◆ Records to process:

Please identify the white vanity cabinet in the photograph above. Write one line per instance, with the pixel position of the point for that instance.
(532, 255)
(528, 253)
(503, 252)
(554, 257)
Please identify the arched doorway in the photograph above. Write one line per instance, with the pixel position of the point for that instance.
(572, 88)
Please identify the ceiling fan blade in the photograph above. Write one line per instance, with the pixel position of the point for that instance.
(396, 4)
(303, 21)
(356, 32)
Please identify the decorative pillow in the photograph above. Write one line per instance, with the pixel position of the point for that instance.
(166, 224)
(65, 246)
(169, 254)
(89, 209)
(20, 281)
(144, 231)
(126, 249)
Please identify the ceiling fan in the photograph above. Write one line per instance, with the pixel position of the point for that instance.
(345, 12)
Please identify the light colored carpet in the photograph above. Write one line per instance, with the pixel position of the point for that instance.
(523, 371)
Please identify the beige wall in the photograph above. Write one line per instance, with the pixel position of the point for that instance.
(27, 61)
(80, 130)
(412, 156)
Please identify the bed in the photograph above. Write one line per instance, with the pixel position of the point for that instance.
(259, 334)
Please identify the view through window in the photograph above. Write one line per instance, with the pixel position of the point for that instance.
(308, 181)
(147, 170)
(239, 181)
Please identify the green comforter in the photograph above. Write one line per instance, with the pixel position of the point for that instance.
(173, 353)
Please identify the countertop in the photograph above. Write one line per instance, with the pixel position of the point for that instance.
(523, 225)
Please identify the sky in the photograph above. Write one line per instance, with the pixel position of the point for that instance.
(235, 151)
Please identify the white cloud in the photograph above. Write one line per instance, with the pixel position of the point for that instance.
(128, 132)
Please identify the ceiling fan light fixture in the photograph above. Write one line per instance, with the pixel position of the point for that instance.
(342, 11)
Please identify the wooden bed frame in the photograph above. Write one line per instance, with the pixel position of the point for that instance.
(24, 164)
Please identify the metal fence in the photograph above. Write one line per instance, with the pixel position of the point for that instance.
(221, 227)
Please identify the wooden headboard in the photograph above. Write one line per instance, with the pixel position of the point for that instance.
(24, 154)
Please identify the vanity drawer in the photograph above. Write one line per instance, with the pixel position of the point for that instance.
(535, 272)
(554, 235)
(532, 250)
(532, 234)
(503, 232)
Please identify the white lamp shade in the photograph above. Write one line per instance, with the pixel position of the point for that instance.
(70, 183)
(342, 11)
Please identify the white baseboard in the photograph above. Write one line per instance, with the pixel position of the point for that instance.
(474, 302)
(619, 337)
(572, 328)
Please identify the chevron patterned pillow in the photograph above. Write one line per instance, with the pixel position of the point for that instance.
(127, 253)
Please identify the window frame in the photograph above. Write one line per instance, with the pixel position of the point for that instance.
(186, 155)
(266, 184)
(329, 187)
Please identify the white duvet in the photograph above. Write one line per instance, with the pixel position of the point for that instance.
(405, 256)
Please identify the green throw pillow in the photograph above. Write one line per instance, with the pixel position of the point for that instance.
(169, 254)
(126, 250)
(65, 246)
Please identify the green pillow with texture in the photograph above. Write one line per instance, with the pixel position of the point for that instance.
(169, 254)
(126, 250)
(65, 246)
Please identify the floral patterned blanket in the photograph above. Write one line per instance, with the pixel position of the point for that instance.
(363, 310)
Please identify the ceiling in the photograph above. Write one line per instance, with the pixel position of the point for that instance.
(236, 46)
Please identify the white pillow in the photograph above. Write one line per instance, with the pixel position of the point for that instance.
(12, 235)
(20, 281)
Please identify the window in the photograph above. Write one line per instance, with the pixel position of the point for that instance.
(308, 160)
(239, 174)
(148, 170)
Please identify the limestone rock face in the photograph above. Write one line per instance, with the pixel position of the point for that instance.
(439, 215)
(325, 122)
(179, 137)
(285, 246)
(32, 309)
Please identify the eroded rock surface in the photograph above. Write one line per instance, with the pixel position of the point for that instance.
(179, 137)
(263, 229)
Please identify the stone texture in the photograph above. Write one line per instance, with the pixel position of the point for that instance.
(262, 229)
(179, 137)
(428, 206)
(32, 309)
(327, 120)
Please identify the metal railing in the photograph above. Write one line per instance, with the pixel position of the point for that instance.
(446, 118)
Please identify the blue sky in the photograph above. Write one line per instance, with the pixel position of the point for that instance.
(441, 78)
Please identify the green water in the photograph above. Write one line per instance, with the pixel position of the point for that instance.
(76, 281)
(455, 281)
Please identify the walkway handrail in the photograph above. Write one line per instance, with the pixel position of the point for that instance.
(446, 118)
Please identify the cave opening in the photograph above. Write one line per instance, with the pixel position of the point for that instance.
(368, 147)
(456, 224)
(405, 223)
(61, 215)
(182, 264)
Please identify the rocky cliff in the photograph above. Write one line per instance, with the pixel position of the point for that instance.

◆ What the exercise asks: Write out the entries above word for word.

◆ The output:
Please identify the white vanity cabinet in the photograph above. Write one line per instance, with the pixel position of the point for that instance.
(532, 255)
(528, 253)
(503, 252)
(554, 257)
Please identify the arched doorway in the photograph above. Write one line per instance, with the pixel position of the point for that instance.
(572, 88)
Please identify the ceiling fan blade in the photograph above. Write one line per instance, with the pixel position of the point for that instance.
(396, 4)
(303, 21)
(356, 32)
Please identify the decorative pillow in the photograph above. Write one line per instance, with the pixel position of the point for that instance.
(166, 224)
(65, 246)
(169, 254)
(89, 209)
(20, 281)
(144, 231)
(126, 249)
Please identify the ceiling fan in the photograph above. Write one line per instance, with the pixel position of the point for that instance.
(345, 12)
Please identify the light colored carpet in the photograph above. Write one line per instance, with the pixel position of the point for that instance.
(523, 371)
Please identify the beige wall in the photograph above. Write one line per instance, with the pixel position of the point for that instance.
(27, 61)
(80, 130)
(412, 156)
Please identify the bed in the photograph above. Write one line per instance, with the pixel position of the point for that instance.
(259, 334)
Please identify the view through window in the photograph above. Write one line per instance, with the pixel position of the point for that instance.
(308, 181)
(147, 170)
(239, 181)
Please identify the green comforter in the photograph above. Write one line per instance, with the pixel position of the point for that instance.
(173, 353)
Please identify the countertop in the photograph above. Write one line per instance, with the pixel position of the point for that instance.
(523, 225)
Please identify the sky in the photograph above. Write one line per instance, with the pixel position of the point for that instance.
(235, 151)
Please identify the white cloud in the photograph above. Write one line per instance, with the pixel position of the point for that instance.
(128, 132)
Please identify the ceiling fan light fixture in the photograph above. Write one line per instance, with the pixel position of the point for that instance.
(342, 11)
Please identify the wooden bed frame in the photograph above. Write one line per instance, with the pixel position of the point for that instance.
(24, 164)
Please identify the metal fence in the photograph above. Write one line per instance, with the pixel position of the point for that instance.
(221, 227)
Please identify the wooden headboard in the photograph above. Write one line per instance, with the pixel position of the point for that instance.
(24, 154)
Please identify the vanity drawer in the photograph above. Write one line per instance, with the pixel position of the point for that instance.
(535, 272)
(554, 235)
(532, 250)
(532, 234)
(503, 232)
Please identify the white lamp shade in the photograph above. Write one line per instance, with the pixel position of the point for that instance.
(70, 183)
(342, 11)
Please identify the white baseboard in the photograph above. Write one line per instance, with the pixel position of the point for that instance.
(474, 302)
(619, 337)
(572, 328)
Please identify the chevron patterned pillow in the photograph above. Write one line per instance, with the pixel position of the point for that instance.
(127, 253)
Please identify the window frame in the photograph above. Write one line per instance, with the pixel position of the point for that instance.
(186, 155)
(266, 184)
(329, 187)
Please identify the white duvet in the photograph above. Write one line per instance, with the pixel position of the point for that instance.
(405, 256)
Please identify the green throw pillow in the photograph above. Write one line per instance, with the pixel position of the point for that instance.
(169, 254)
(126, 250)
(65, 246)
Please identify the green pillow with texture in the photograph above. Write one line per instance, with the pixel position of the point for that instance.
(169, 254)
(126, 250)
(65, 246)
Please identify the floral patterned blanket in the photograph above. Write one line per instance, with the pixel position of the point for that instance.
(363, 310)
Please identify the ceiling in the photograph above. Write one line per instance, with the pixel position of the point for that instance.
(236, 46)
Please identify the white pillow in the photograph above. Write one line per instance, with the pixel position of the point for that instance.
(12, 235)
(20, 281)
Please identify the window in the photograph above. Write one line per instance, with the pixel position of the point for that instance.
(308, 160)
(239, 174)
(148, 170)
Please identify the limestone rock face in the photograph above. Write one line per instance, with the pixel position of the point for that instance.
(439, 215)
(325, 122)
(179, 137)
(285, 246)
(32, 309)
Please identify the eroded rock surface in the photograph above. Write one line per instance, with the pixel position of the point for that instance.
(179, 137)
(263, 229)
Please identify the stone texture in the photograph above. Write one line per instance, with the pixel position of the point for that instance.
(262, 229)
(179, 137)
(428, 206)
(32, 309)
(327, 120)
Please identify the metal railing in the photograph above. Write one line per instance, with the pixel position of the point for that instance.
(446, 118)
Please identify the blue sky in the photograph above. Write one line per instance, with the pixel position of the point for that instance.
(441, 78)
Please identify the green water in the photograph above. Write one line per instance, with the pixel position of the point for that instance.
(76, 281)
(455, 281)
Please identify the walkway handrail in the photograph above. Write one line per instance, with the pixel position of the point for that instance.
(446, 118)
Please identify the cave opening in the photograph above. Write one line per instance, with the pixel position of the point for that instance.
(368, 147)
(456, 224)
(405, 223)
(61, 215)
(182, 264)
Please identify the rocky cliff in the photograph above. Write one line per instance, with the pixel position of the point for that instance.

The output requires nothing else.